[begin SUPPLIED DATA]

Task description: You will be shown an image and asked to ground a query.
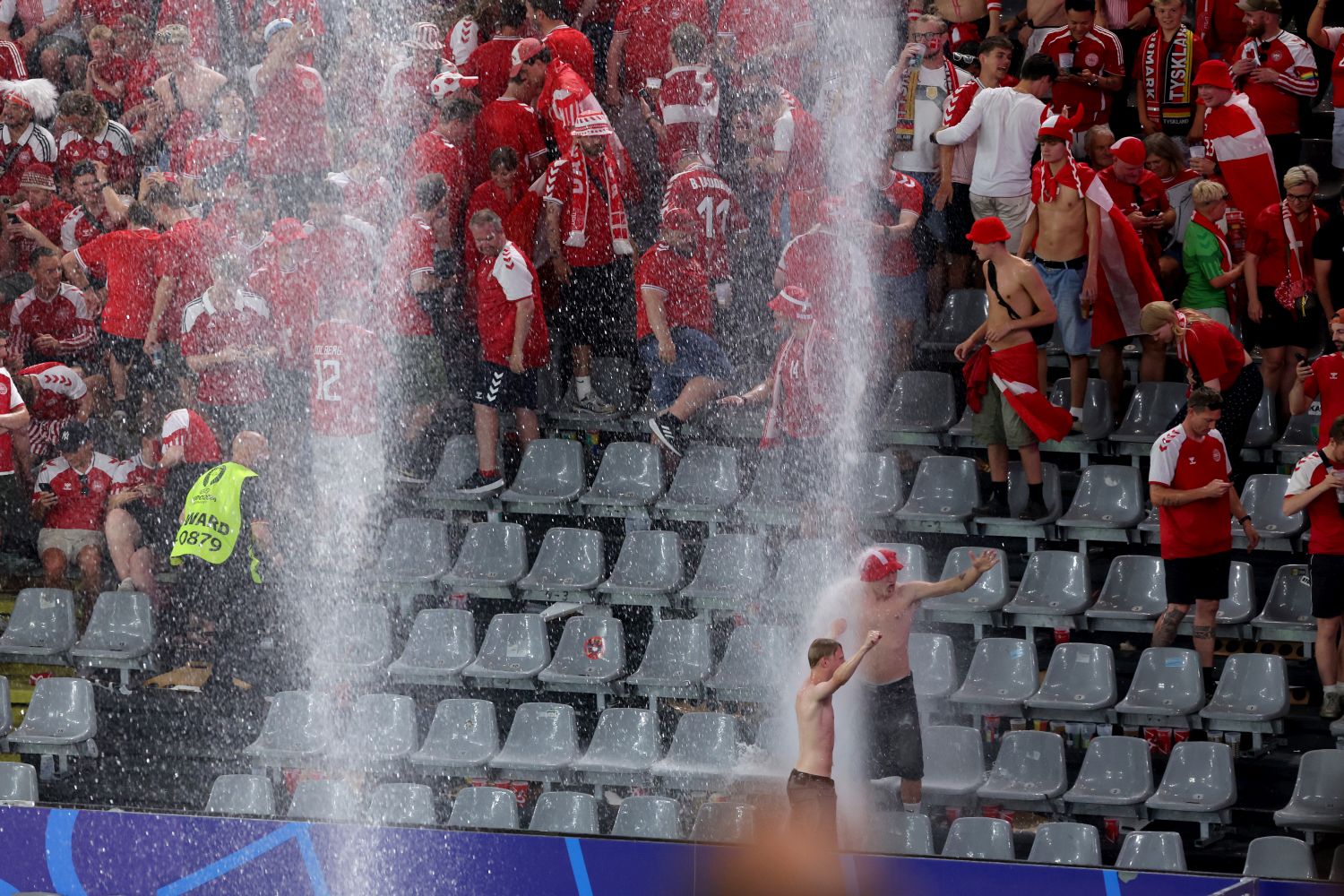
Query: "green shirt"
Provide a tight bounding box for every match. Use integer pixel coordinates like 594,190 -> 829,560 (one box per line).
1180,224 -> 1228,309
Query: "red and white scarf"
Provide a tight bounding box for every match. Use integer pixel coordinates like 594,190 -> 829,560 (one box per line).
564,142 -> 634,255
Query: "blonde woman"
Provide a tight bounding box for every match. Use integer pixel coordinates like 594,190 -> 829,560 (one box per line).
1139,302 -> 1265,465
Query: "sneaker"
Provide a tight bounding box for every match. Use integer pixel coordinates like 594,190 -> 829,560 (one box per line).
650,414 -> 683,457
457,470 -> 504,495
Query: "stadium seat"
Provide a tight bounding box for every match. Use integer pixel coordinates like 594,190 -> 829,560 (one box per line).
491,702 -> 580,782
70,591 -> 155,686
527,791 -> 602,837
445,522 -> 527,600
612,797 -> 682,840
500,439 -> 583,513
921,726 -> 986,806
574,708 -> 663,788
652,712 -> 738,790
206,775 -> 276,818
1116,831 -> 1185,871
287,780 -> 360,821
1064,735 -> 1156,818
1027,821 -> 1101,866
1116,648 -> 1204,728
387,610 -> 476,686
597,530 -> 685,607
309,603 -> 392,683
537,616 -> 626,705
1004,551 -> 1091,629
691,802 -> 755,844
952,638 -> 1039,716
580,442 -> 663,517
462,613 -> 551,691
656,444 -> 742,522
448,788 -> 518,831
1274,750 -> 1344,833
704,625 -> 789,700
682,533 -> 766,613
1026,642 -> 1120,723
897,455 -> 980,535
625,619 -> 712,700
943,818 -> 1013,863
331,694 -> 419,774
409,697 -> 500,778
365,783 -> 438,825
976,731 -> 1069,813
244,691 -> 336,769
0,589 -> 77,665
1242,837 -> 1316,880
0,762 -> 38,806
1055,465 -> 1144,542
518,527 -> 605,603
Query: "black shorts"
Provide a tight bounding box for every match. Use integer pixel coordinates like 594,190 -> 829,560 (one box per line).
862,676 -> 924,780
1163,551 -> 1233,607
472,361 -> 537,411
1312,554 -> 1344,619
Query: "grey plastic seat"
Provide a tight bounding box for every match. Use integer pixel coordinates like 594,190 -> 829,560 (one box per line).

[end SUPPLIED DATA]

(SHORT PROBLEM): The records above must be transcribed exactly. Pictures are left out of the copy.

(REPLY):
Task description: You will be shown an image and asked to ground a query.
Query: "green shirt"
Provide a tight bounding box for every match. Use integer pixel coordinates like 594,190 -> 829,560 (one box per line).
1180,224 -> 1228,309
Query: "red and white scarf"
Provide a tight bounding box for every match. Use integer pixel coordinates like 594,190 -> 829,560 (one box per line).
564,142 -> 634,255
Query: "blonde woman"
Provide a tight bounding box for every match. Use integer pixel coordinates like 594,190 -> 829,560 (one box per line).
1139,302 -> 1265,465
Query: "sneaker"
Provide a tight bounding box for every match. Use integer pixel coordinates like 594,190 -> 829,560 (one box per line).
650,414 -> 683,457
457,470 -> 504,495
Query: "stadium seat"
Provide a tight bounding box for every match. Use integer pixel coordinates like 594,190 -> 829,560 (one box per line).
491,702 -> 580,782
70,591 -> 155,686
527,791 -> 602,837
445,522 -> 527,600
612,797 -> 682,840
500,439 -> 583,513
921,726 -> 986,806
574,708 -> 663,788
652,712 -> 738,790
206,775 -> 276,818
1116,831 -> 1185,871
287,780 -> 360,821
1064,735 -> 1156,818
1027,821 -> 1101,866
1116,648 -> 1204,728
387,610 -> 476,686
597,530 -> 685,607
309,603 -> 392,683
537,616 -> 626,705
1004,551 -> 1091,629
691,802 -> 755,844
952,638 -> 1039,716
580,442 -> 663,517
462,613 -> 551,691
656,444 -> 742,522
448,788 -> 518,831
1274,750 -> 1344,833
704,625 -> 789,700
682,533 -> 766,613
1026,642 -> 1120,723
897,455 -> 980,535
625,619 -> 712,700
943,818 -> 1013,863
331,694 -> 419,774
409,697 -> 500,778
365,783 -> 438,825
976,731 -> 1069,813
244,691 -> 336,769
0,589 -> 77,665
1242,837 -> 1316,880
0,762 -> 38,806
1055,465 -> 1144,542
518,527 -> 605,603
Query: "black shorts"
Provide a tight bounding box for every match. Use integer pixel coordinates like 594,190 -> 829,560 (one box per line).
862,676 -> 924,780
1163,551 -> 1233,607
472,361 -> 537,411
1312,554 -> 1344,619
Query: "grey plastic seat"
Provide a tight bounding box for every match. Use integer pixel coordinates like 594,190 -> 829,560 (one box per line).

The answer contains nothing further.